**問題**
a - サドメルについての文章から、「サドメルの魅力を挙げるとするなら」を含むところで始めて「straの魅力でもあります。」のあとで終わる部分を、一字も変えずに返してください。
b - サドメルについての文章にある「リハーサルをしっかり行えることでバンドのアンサンブルも洗練され, Thad Jonesが書く難解なアレンジも形にすることが出来ました。」という一文を英語に訳してください。
c - サドメルについての文章を、最後の文のあとから書き足してください。

**文書**
.....

私の最も好きなジャズオーケストラであるThad Jones & Mel Lewis Orchestra(以下 サドメル)。Count Basie楽団等で活躍したトランペット奏者であるThad Jones(April In Parisでのソロはあまりにも有名)とドラマー Mel Lewisが結成したサドメルは"Jazz"Orchestraの完成形といっていいバンドではないかなと思います。

サドメルは当時メジャーでは無かったリハーサルバンド(リハーサルでアレンジ等を練習し出来上がってきたらライブをする)としてスタートしました。今では当たり前のように思われるスタイルですが, 当時はその日集まったところで譜面の確認をしたり長いツアーの中で合わせていくスタイルが一般的でした。リハーサルをしっかり行えることでバンドのアンサンブルも洗練され, Thad Jonesが書く難解なアレンジも形にすることが出来ました。

サドメルの魅力を挙げるとするなら

・ビターなアンサンブル
・エキサイティングなソロ
・愛のあるハーモニー

といった人間性が溶け出してくるようなサウンドが一番に挙げられると思います。

たくさんの人数がいるなかでそれぞれのプレイヤーの個性が出るのが理想的なバンドだと私は考えています。そんなOne For Allだけではないサウンド作りができるところが"Jazz"Orchestraの魅力でもあります。

.....

(位置注記の記録)
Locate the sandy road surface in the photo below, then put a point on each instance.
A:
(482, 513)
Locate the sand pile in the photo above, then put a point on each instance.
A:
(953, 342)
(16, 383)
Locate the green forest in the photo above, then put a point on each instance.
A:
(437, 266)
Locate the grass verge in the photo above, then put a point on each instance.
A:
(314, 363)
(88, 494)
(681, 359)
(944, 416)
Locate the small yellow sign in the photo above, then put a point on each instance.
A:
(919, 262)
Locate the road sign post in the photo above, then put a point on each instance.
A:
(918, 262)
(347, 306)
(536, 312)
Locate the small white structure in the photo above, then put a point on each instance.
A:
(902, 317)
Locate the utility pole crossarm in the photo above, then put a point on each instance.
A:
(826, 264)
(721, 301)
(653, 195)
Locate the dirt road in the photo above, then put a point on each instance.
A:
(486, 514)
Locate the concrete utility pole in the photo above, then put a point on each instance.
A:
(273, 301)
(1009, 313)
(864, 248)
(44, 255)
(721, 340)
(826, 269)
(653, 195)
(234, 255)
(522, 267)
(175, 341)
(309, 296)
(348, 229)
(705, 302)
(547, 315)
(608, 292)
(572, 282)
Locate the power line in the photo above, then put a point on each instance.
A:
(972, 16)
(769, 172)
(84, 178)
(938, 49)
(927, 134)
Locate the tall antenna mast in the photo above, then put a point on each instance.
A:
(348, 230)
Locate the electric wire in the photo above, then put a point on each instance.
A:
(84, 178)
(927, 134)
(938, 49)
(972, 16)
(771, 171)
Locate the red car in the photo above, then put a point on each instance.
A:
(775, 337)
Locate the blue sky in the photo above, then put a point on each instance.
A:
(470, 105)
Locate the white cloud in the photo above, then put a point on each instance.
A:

.....

**解答**
a -
サドメルの魅力を挙げるとするなら

・ビターなアンサンブル
・エキサイティングなソロ
・愛のあるハーモニー

といった人間性が溶け出してくるようなサウンドが一番に挙げられると思います。

たくさんの人数がいるなかでそれぞれのプレイヤーの個性が出るのが理想的なバンドだと私は考えています。そんなOne For Allだけではないサウンド作りができるところが"Jazz"Orchestraの魅力でもあります。

b - Because the band could rehearse thoroughly, its ensemble became polished, and it was also able to bring to life the difficult arrangements that Thad Jones wrote.

c -
また, 大編成のバンドにとって「予定調和にどう立ち向かうか」は大きな課題のひとつです。次に何が起こるかわからないドキドキはアドリブを重んじるジャズでは重要な楽しさのひとつですが, あらかじめ演奏する内容(アレンジ)が決まっているビッグバンド編成ではそれを表現することはとても難しいです。Thad Jonesの突拍子もないアレンジから強力にスイングするバンド, 個性的なソリストは決して予定調和を感じさせず, 聞くたびにドキドキとワクワクを感じさせてくれます。

さて, このアルバムは1966年The Village Vanguardで行われたサドメル結成ライブを録音したものになっています。演奏の素晴らしさはもちろんですが, 今では定番とされる楽曲がメンバーそれぞれの自由な解釈とインタープレイで色付けされていることに驚かされます。

ジャズって生ものだよね」ということを強く感じさせるアルバムになっています。がやがやご飯を食べながら聞いてみたいですね!みなさんも自由なスタイルで聞いてみてください♪


Thad Jones & Mel Lewis Orchestra「All My Yesterday」

Disc 1
1. Back Bone
2. All My Yesterdays
3. Big Dipper
4. Mornin' Rverend
5. The Little Pixie
6. Big Dipper (Alternate Take)

Disc 2
1. Low Down
2. Lover Man (Oh Where Can You Be?)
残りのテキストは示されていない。